--- Extrait du document ---

Il trouve par ailleurs qu’appeler CNT la
nouvelle organisation, est du plus
mauvais effet.
A gauche, les communistes syriens sont
divisés en deux ou trois tendances
concurrentes. L’une d’elles, membre du
Front national progressiste
regroupant notamment le parti Baas, les
Nassériens et le Parti social
nationaliste syrien (fondé par
Antoun Saadé), déclare qu’il faut
« écouter les revendications
populaires, promouvoir des réformes
démocratiques, refuser les manipulations
extérieures ». Une des figures
historiques du PC syrien ayant évolué
vers des idées plus libérales, Riad al-Turk
– 79 ans, totalisant 17 ans
d’emprisonnement - soutient aussi
les revendications des manifestants En
2005, il réclamait un "changement
démocratique et radical" de façon
" pacifique et graduelle". Il
trouve que les réunions organisées
« à la hâte » à l’étranger ne sont
pas utiles dans la phase actuelle et que
le caractère islamique qui y prévaut
« n’est pas au diapason de la diversité
de la société syrienne".
Les Frères musulmans sont la
principale force d’opposition à
l’étranger. Ils sont plus radicaux que
leurs homologues égyptiens et très
retors. L’opposition laïque les craint.
En août, ils ont créé un Conseil
national à Istanbul. Objectif :
augmenter la pression sur le régime
baasiste et le détruire. Ils sont
soutenus en sous-main par la Turquie et
sans doute par Saad Hariri. En 2006, des
documents publiés par WikiLeaks
révélaient que Hariri exhortait la
« communauté internationale » à
isoler Bachar al-Assad et réclamait son
remplacement par une alliance comprenant
les Frères musulmans, et
d'anciens responsables syriens comme
l'ancien vice-président Abdel Halim
Khaddam, réfugié à Paris. Le quotidien
Al-Akhbar accusait un de ses
proches de financer le mouvement de
contestation. Aujourd’hui, il ne semble
plus question pour les Frères
musulmans de participer à des
élections démocratiques comprenant le
parti Baas et les communistes, comme le
souhaitait en 2005 Issam Al-Attar, leur
ancien leader réfugié à Aix-la-Chapelle.

--- Tâche demandée ---
Répondez à ces questions sur l'extrait consacré à l'opposition syrienne :
(a) Combien d'années d'emprisonnement totalise Riad al-Turk ?
(b) Dans quelle ville les Frères musulmans ont-ils créé un Conseil national en août ?
(c) Où s'est réfugié Issam Al-Attar ?

--- Lignes répertoriées ---
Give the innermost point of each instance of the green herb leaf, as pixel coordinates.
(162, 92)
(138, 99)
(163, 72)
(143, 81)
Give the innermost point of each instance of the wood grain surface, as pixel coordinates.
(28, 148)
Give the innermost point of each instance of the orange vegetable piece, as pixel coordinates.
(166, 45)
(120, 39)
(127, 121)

* * *

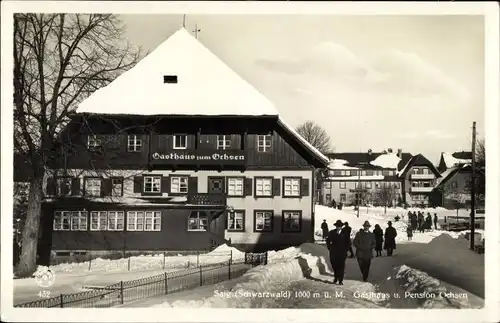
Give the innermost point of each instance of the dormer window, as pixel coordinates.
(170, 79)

--- Résultat de la tâche ---
(a) 17 ans.
(b) À Istanbul.
(c) À Aix-la-Chapelle.